_Task:_ Among the lines of data below, reproduce only those from the one with "positive clicks: (6, 359) (40, 365)" through the one with "positive clicks: (495, 291)", exactly as they stand, both ends included.

(Records from a data source)
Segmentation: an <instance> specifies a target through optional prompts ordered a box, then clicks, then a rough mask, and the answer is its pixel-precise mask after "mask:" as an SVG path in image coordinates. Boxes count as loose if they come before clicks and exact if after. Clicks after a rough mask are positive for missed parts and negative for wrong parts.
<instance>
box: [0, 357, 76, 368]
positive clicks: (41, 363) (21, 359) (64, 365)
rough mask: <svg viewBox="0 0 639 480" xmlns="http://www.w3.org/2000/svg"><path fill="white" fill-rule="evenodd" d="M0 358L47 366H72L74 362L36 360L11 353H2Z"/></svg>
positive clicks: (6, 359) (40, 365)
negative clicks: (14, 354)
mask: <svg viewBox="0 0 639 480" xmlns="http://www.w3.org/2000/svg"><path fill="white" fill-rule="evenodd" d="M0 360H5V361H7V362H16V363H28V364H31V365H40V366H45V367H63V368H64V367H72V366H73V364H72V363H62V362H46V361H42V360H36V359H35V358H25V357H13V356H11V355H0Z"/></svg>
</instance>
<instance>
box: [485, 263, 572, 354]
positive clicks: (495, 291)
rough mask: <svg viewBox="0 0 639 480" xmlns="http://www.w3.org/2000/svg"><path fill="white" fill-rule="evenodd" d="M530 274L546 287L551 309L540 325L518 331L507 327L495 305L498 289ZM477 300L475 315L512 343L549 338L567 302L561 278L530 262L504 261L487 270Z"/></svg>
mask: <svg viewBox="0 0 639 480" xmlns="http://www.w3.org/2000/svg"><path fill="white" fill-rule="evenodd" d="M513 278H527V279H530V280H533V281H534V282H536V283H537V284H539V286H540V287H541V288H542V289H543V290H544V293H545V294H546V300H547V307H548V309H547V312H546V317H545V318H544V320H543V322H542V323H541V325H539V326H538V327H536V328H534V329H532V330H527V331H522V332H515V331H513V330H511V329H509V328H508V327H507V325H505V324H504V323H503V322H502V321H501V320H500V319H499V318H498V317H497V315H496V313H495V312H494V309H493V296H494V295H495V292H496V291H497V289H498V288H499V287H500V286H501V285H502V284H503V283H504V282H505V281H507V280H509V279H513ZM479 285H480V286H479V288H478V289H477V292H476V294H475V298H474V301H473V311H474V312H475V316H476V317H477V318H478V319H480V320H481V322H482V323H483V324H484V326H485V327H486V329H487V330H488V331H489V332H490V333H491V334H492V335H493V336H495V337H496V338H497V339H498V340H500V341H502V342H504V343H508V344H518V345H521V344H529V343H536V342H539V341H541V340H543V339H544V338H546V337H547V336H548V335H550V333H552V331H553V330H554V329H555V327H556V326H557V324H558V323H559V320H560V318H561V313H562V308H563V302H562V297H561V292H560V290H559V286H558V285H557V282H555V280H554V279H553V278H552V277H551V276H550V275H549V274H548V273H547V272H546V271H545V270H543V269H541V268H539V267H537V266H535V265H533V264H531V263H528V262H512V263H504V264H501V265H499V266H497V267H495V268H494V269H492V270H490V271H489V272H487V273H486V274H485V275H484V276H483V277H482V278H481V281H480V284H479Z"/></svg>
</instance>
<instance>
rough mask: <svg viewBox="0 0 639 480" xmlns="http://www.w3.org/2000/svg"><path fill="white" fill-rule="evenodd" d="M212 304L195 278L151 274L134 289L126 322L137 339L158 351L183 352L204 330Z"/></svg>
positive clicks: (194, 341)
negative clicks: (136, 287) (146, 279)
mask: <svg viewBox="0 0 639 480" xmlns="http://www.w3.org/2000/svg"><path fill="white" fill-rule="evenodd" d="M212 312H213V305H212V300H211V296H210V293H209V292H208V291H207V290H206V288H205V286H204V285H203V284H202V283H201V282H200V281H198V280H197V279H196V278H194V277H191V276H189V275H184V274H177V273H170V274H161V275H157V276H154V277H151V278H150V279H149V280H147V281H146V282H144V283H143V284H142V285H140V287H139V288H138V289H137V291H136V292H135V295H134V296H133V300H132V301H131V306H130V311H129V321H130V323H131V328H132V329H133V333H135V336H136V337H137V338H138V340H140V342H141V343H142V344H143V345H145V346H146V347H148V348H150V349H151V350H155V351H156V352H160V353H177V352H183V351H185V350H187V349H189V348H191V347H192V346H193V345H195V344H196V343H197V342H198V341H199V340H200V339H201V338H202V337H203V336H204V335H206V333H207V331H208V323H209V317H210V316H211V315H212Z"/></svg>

_Written answer:_
positive clicks: (6, 359) (40, 365)
negative clicks: (14, 354)
mask: <svg viewBox="0 0 639 480" xmlns="http://www.w3.org/2000/svg"><path fill="white" fill-rule="evenodd" d="M0 360H5V361H7V362H16V363H28V364H31V365H40V366H45V367H63V368H64V367H72V366H73V364H72V363H62V362H46V361H42V360H36V359H35V358H25V357H13V356H11V355H0Z"/></svg>
</instance>
<instance>
box: [485, 263, 572, 354]
positive clicks: (495, 291)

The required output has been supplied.